WORK ITEM —
Only the pictures are to be dropped; return all other data below exactly.

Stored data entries
-----
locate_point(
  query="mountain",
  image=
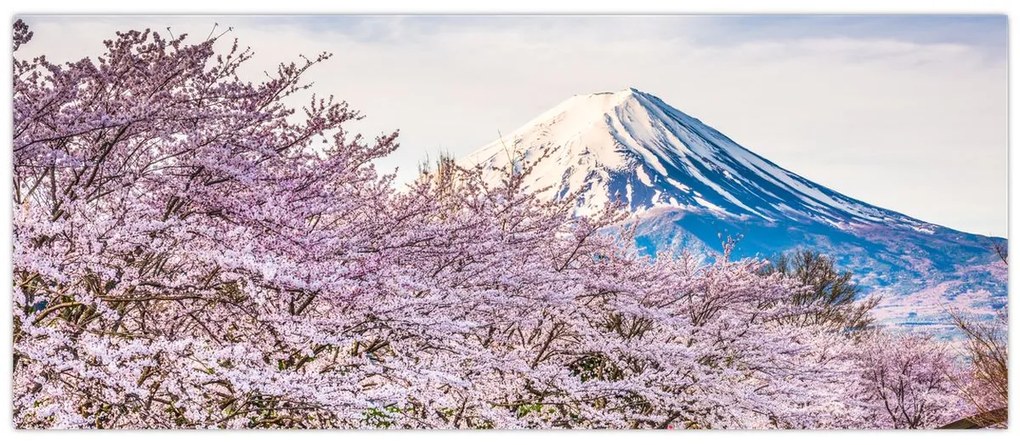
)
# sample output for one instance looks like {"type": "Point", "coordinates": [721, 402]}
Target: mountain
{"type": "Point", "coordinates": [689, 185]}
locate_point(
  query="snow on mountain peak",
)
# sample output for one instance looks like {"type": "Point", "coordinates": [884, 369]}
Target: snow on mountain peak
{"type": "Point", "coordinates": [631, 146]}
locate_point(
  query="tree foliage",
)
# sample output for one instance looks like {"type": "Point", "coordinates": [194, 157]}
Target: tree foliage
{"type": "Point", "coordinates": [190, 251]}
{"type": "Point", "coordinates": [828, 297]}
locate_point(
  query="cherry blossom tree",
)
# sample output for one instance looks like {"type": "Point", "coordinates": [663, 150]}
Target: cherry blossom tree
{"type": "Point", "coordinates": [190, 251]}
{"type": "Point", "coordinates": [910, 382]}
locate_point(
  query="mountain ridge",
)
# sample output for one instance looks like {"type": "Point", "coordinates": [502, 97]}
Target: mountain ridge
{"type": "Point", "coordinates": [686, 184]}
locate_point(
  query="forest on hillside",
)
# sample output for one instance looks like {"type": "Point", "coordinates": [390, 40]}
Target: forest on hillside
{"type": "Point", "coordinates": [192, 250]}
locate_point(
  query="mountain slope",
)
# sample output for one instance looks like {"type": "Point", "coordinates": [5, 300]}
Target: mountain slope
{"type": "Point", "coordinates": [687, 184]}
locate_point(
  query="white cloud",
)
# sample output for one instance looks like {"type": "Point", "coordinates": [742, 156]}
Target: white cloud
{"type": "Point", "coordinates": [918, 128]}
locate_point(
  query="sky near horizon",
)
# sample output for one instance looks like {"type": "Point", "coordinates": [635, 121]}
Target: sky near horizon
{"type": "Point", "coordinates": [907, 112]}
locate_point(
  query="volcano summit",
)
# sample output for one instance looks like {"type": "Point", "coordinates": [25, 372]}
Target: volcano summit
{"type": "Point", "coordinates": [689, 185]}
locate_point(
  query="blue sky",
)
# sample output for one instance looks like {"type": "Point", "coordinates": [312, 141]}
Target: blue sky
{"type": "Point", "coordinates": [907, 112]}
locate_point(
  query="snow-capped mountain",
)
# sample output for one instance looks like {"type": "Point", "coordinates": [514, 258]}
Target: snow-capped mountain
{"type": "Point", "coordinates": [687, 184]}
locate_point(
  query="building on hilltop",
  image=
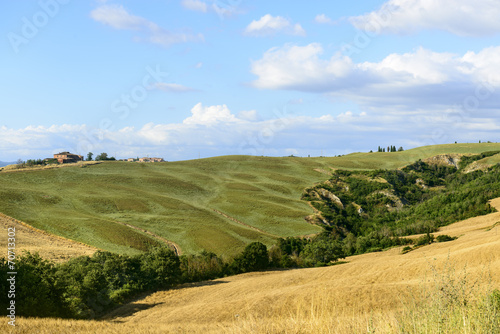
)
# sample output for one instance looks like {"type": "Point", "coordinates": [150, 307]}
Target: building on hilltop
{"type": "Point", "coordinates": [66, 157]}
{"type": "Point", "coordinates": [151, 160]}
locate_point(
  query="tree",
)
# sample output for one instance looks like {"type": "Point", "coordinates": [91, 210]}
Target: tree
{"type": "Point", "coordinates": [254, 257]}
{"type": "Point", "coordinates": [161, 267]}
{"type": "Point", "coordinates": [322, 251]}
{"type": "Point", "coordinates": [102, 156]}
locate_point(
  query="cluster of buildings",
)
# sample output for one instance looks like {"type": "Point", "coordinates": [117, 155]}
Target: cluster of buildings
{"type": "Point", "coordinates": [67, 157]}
-----
TASK SOLUTION —
locate_point(
  query="mountain",
  image=
)
# sample output for one instance looks like {"type": "Point", "coordinates": [721, 402]}
Target: mountain
{"type": "Point", "coordinates": [689, 185]}
locate_point(
  query="snow on mountain peak",
)
# sample output for one instance looks like {"type": "Point", "coordinates": [884, 369]}
Target: snow on mountain peak
{"type": "Point", "coordinates": [631, 146]}
locate_point(
  query="tree foliage",
)
# sample output for one instance looks like {"type": "Point", "coordinates": [194, 157]}
Target: tree foliage
{"type": "Point", "coordinates": [190, 251]}
{"type": "Point", "coordinates": [828, 297]}
locate_point(
  query="cherry blossom tree",
)
# sample output for one instance looks like {"type": "Point", "coordinates": [663, 150]}
Target: cherry blossom tree
{"type": "Point", "coordinates": [190, 251]}
{"type": "Point", "coordinates": [910, 382]}
locate_point(
  query="mountain ridge",
)
# sample output for one instance looks like {"type": "Point", "coordinates": [502, 97]}
Target: mountain ridge
{"type": "Point", "coordinates": [686, 184]}
locate_point(
  query="forest on hillside",
)
# sample output for one instance looks like {"type": "Point", "coordinates": [390, 40]}
Target: forest on hillside
{"type": "Point", "coordinates": [192, 250]}
locate_point(
  query="mountain slope",
)
# sample output for one instance looks like {"type": "Point", "coordinates": [5, 300]}
Target: mountain slope
{"type": "Point", "coordinates": [687, 184]}
locate_point(
  query="white cloud",
)
# sample output for one instance looks like {"type": "Point", "coordinates": [742, 156]}
Target: white cloud
{"type": "Point", "coordinates": [918, 128]}
locate_point(
  query="sky near horizon",
)
# sample output for one instance looks like {"type": "Point", "coordinates": [635, 121]}
Target: sky near horizon
{"type": "Point", "coordinates": [907, 112]}
locate_point(
  query="volcano summit",
)
# sample output for one instance looks like {"type": "Point", "coordinates": [25, 372]}
Target: volcano summit
{"type": "Point", "coordinates": [689, 185]}
locate_point(
  query="blue sky",
)
# sample output for one instance looks like {"type": "Point", "coordinates": [312, 141]}
Target: blue sky
{"type": "Point", "coordinates": [907, 112]}
locate_point(
  query="snow-capped mountain",
)
# sample output for one instance looks like {"type": "Point", "coordinates": [514, 258]}
Target: snow-capped mountain
{"type": "Point", "coordinates": [687, 184]}
locate_point(
  query="building on hilltop",
  image=
)
# sample output for one instance looks like {"type": "Point", "coordinates": [150, 307]}
Target: building on hilltop
{"type": "Point", "coordinates": [66, 157]}
{"type": "Point", "coordinates": [151, 160]}
locate_point(
  query="tree",
)
# sample output for one instance looks like {"type": "Point", "coordinates": [91, 210]}
Target: tree
{"type": "Point", "coordinates": [254, 257]}
{"type": "Point", "coordinates": [161, 267]}
{"type": "Point", "coordinates": [322, 251]}
{"type": "Point", "coordinates": [102, 156]}
locate_point(
  query="cluster of buildings",
)
# sample output for one instance looks like {"type": "Point", "coordinates": [117, 155]}
Target: cluster of buildings
{"type": "Point", "coordinates": [67, 157]}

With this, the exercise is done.